■ Условие задачи: Продолжите текст о взглядах Киреевского на просвещение, начав сразу после его последнего предложения.
:: Предложенный текст
“Школьную”, “внешнюю”, “текущую”, и “постороннюю” образованность основанную на раздвоении между верой и разумом и подчинении первой второму, Киреевский противопоставляет “другое” “внутреннее”, “истинное”, “просветляющее” просвещение, исходящее из “цельного сознания верующего разума” и освещающее всякую умственную деятельность христианской истиной. Говоря о разных взглядах на понятие “Просвещение”, Гоголь, как известно, настаивал на том, что просветить – не значит научить, или наставить, или образовать, или даже осветить, но всего насквозь высветить человека во всех его силах, а не в одном только уме, пронести всю природу сквозь очистительный огонь.
По убеждению Киреевского, именно такому просвещению и должна служить искомая “положительная философия”, в состав которой могли бы войти не только труды Отцов Церкви или основные начала древнерусской образованности, но и соответствующие духовные и интеллектуальные тенденции западной мысли. Среди последних он и выделяет “труды” и “дни” насельников
Пор-Рояля и Блеза Паскаля, стремившихся согласовать в целостном единстве “жизнь” и “мысль”, возвысить разум до веры и осветить христианской истиной всякое начинание и всякую деятельность. Конечной же целью такого согласования и возвышения является гармония всех психических сил человека, цельность духа, господство любви в постижении истины.
::::
:: Исходные строки
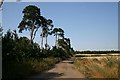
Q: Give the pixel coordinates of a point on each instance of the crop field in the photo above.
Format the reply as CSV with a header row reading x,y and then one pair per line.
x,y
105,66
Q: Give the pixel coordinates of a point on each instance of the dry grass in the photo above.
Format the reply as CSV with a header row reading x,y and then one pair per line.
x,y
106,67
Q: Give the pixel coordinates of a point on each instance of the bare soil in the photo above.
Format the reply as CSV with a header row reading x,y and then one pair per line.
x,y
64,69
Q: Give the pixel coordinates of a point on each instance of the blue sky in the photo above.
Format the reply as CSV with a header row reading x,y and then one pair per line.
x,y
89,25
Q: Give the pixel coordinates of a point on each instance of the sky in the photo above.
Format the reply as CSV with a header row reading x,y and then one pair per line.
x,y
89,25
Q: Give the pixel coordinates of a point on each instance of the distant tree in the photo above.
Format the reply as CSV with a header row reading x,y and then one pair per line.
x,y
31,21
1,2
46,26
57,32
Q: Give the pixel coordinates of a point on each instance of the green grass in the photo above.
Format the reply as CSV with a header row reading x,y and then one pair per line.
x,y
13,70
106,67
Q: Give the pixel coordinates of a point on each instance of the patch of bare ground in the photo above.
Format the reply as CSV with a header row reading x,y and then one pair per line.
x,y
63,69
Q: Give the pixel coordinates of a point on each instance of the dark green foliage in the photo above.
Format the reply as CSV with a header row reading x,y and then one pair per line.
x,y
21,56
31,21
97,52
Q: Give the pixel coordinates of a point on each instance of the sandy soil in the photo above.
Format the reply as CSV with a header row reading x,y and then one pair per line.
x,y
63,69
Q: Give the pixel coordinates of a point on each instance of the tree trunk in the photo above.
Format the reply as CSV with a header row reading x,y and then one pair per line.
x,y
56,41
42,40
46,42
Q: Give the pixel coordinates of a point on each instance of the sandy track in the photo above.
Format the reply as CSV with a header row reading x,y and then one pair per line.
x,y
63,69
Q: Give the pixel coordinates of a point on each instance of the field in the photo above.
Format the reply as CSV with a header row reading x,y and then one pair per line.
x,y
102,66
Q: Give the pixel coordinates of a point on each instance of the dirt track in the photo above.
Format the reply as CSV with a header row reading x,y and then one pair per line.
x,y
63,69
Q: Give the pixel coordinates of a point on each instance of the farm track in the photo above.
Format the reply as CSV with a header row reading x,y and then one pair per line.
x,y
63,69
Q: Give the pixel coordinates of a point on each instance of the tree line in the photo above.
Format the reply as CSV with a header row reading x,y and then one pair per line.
::::
:: Исходные строки
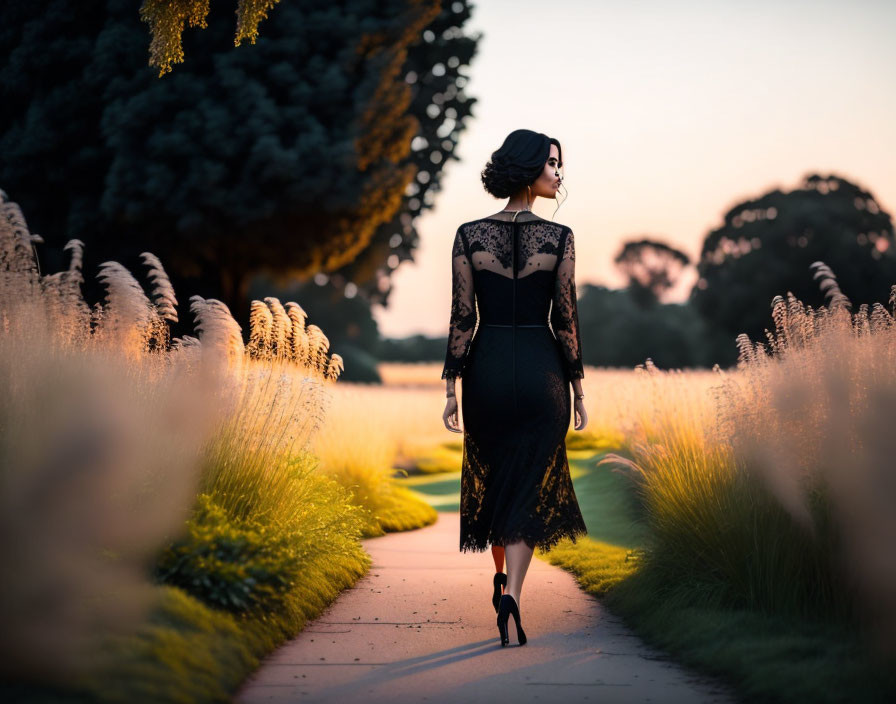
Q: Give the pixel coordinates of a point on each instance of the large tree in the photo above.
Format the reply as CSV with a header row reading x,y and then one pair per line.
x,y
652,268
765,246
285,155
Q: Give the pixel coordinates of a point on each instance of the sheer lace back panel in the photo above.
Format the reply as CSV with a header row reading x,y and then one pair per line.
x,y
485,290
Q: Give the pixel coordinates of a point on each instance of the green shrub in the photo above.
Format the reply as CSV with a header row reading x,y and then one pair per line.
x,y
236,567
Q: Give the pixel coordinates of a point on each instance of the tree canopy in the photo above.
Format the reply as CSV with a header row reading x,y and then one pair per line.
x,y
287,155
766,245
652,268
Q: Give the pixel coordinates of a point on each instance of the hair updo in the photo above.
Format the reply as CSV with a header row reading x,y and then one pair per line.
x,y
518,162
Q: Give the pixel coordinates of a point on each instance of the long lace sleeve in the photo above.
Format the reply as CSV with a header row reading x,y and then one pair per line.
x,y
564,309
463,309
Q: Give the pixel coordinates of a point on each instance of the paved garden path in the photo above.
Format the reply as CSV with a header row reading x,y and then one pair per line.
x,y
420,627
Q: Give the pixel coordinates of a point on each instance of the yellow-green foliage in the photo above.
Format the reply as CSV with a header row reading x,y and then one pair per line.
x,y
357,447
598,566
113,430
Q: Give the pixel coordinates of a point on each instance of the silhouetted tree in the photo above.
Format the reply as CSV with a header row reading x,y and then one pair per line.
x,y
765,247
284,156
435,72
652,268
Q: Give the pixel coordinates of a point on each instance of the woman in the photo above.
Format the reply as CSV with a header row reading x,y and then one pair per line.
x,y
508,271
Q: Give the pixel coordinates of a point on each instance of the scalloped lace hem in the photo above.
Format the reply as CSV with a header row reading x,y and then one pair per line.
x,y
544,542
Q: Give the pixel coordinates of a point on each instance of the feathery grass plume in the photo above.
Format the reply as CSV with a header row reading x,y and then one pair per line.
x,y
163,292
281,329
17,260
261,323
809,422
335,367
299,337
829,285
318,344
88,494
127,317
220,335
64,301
::::
■ Ответ:
Подобно другим русским писателям и философам, Киреевский считал, что любовь как познавательная категория тесно связана с любовью как категорией социологии и этики, как высшим состоянием человеческого сознания, без обретения которого самые благие социальные преобразования всегда оставались, остаются и будут оставаться малодейственными и утопичными. Поэтому, ему были близки соответствующие размышления Паскаля, подходящие для “положительной философии”, о любви как о “свойстве бесконечно более высокого порядка”. Именно она созидает внутреннюю цельность, рождает “в глубине души живое общее средоточие для всех отдельных сил разума, сокрытое от обыкновенного состояния духа человеческого, но достижимое для ищущего и одно достойное постигать высшую истину”. Тогда всякое “обыкновенное” мышление, не исходящее из высшего источника разумения, рассматривается как неполное и потому неверное знание, которое непригодно для выражения высшей истины, хотя может быть полезным на своем подчиненном месте, а иногда и служить необходимой ступенью для обретения более высокого знания. Следовательно, при всеобъемлющей и всепронизывающей поддержке любви сохраняется должная иерархия между верой и разумом, при которой высшее никогда не способно занять место низшего, а вся цепь основных начал естественного разума, могущих служить исходными точками для предубеждений текущей образованности и предрассудков внешнего просвещения, оказывается ниже верующего разума, обнимающего духовным зрением общие следствия тысячелетних опытов и разносторонней деятельности человека на земле. “Находясь на этой высшей степени мышления, православный верующий легко и безвредно может понять все системы мышления, исходящие из низших степеней разума, и видеть их ограниченность, и вместе относительную истинность. Но для мышления, находящегося на низшей степени, высшая непонятна и представляется неразумием. Таков закон человеческого ума вообще”.
Говоря словами Паскаля, для людей плоти и мысли, увековечивающих свою относительность и ограниченность, люди веры и любви кажутся чудаками и фантазерами, в то время как с высшей точки зрения все обстоит как раз совсем наоборот.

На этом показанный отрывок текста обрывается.